[RAW DATA Boundary: Start]
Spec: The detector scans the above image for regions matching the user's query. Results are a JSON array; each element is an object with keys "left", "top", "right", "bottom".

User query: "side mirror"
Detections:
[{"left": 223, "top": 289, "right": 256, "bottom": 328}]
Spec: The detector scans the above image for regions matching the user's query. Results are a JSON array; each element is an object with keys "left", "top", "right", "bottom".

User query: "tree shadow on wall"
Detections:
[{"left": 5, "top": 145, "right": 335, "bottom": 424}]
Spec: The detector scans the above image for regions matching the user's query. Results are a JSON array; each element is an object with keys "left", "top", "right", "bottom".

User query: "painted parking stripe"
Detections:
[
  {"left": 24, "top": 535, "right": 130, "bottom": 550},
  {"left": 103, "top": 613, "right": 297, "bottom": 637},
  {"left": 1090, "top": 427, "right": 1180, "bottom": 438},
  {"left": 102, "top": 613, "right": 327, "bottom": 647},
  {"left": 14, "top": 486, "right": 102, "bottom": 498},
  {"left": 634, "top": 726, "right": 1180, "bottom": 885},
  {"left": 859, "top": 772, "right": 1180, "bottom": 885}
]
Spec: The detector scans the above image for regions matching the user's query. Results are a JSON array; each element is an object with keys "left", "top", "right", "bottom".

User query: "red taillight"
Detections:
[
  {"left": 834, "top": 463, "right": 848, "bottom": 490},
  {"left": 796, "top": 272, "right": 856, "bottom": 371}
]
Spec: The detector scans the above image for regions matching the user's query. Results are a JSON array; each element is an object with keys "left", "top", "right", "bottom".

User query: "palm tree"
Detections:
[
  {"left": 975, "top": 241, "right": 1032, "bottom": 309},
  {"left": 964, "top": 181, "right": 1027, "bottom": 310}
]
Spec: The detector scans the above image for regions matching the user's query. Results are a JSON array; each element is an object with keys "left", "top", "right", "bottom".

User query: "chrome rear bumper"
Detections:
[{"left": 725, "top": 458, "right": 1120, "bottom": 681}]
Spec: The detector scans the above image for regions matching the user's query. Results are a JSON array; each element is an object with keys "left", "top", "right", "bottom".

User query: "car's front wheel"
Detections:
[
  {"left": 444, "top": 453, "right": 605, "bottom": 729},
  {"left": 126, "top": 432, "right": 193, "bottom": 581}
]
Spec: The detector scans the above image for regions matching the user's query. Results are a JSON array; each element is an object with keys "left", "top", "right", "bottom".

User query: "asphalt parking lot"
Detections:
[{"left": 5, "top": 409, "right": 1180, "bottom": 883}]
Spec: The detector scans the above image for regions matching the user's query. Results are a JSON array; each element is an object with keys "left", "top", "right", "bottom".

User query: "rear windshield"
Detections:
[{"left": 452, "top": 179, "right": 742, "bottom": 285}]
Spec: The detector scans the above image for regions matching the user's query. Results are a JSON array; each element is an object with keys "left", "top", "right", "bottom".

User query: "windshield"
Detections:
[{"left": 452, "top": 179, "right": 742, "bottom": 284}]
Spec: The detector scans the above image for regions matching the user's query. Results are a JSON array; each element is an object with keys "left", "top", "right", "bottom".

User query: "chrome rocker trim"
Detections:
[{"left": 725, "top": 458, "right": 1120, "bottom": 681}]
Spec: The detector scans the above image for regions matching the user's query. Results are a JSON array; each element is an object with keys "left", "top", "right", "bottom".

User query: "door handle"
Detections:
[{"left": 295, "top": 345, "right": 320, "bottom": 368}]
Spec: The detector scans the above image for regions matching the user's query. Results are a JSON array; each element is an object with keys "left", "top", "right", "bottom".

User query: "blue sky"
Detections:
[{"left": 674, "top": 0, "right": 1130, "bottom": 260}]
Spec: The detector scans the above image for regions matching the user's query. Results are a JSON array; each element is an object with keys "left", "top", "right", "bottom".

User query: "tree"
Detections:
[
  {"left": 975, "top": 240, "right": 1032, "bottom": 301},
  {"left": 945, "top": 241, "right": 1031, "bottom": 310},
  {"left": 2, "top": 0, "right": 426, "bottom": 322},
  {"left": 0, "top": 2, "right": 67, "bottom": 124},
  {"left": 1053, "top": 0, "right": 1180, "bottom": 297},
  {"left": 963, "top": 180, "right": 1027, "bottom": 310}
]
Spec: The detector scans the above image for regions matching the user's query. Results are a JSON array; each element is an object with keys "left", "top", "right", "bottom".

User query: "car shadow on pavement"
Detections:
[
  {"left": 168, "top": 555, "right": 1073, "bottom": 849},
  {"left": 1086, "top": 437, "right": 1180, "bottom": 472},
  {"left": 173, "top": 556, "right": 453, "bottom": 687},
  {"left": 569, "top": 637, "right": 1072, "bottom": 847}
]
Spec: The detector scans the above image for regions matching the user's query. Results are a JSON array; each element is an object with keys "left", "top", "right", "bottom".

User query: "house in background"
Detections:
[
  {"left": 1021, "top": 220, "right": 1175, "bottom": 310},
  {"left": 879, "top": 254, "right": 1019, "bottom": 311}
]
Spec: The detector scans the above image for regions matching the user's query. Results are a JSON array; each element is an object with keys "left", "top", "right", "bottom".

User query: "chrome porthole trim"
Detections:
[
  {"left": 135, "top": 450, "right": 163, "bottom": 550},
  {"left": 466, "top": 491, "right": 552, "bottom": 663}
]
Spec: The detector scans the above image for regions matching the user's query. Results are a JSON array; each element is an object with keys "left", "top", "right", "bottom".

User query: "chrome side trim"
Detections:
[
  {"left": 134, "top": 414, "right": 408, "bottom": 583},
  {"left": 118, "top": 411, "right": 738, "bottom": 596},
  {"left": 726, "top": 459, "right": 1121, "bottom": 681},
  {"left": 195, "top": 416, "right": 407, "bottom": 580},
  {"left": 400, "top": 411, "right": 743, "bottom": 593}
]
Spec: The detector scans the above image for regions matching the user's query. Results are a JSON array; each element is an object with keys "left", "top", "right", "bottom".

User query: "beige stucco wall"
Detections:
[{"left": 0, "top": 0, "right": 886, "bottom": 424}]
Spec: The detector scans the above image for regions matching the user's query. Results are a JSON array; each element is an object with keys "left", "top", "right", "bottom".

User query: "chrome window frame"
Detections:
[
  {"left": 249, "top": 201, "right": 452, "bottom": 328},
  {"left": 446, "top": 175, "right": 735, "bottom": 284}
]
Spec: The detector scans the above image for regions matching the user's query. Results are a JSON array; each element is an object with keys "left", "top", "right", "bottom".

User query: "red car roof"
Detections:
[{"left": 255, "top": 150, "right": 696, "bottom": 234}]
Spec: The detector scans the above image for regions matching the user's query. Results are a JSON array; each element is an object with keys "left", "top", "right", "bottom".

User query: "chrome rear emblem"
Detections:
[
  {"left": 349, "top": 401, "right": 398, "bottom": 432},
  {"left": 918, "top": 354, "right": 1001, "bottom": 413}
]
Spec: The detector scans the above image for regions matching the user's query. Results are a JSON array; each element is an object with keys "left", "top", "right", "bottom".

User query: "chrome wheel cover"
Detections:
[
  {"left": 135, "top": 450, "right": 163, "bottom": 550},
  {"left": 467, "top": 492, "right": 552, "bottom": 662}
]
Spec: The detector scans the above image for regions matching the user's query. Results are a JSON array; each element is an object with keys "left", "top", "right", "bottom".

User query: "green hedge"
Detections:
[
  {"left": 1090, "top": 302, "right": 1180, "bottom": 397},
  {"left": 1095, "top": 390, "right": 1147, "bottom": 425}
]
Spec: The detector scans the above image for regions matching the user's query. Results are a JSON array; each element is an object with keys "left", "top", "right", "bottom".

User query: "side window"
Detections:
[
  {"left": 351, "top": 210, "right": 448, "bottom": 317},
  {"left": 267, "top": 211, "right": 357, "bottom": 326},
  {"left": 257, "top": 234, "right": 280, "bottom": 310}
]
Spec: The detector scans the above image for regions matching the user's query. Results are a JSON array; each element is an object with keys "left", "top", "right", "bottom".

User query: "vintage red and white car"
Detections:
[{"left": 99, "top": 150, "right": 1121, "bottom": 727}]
[RAW DATA Boundary: End]
- [WHAT THE EXERCISE ASKS]:
The lines sought are those in the data above that include the string "trim"; copy each one.

- [ANSWER SECTION]:
User query: "chrome rocker trim"
User query: "chrome porthole trim"
User query: "chrome side trim"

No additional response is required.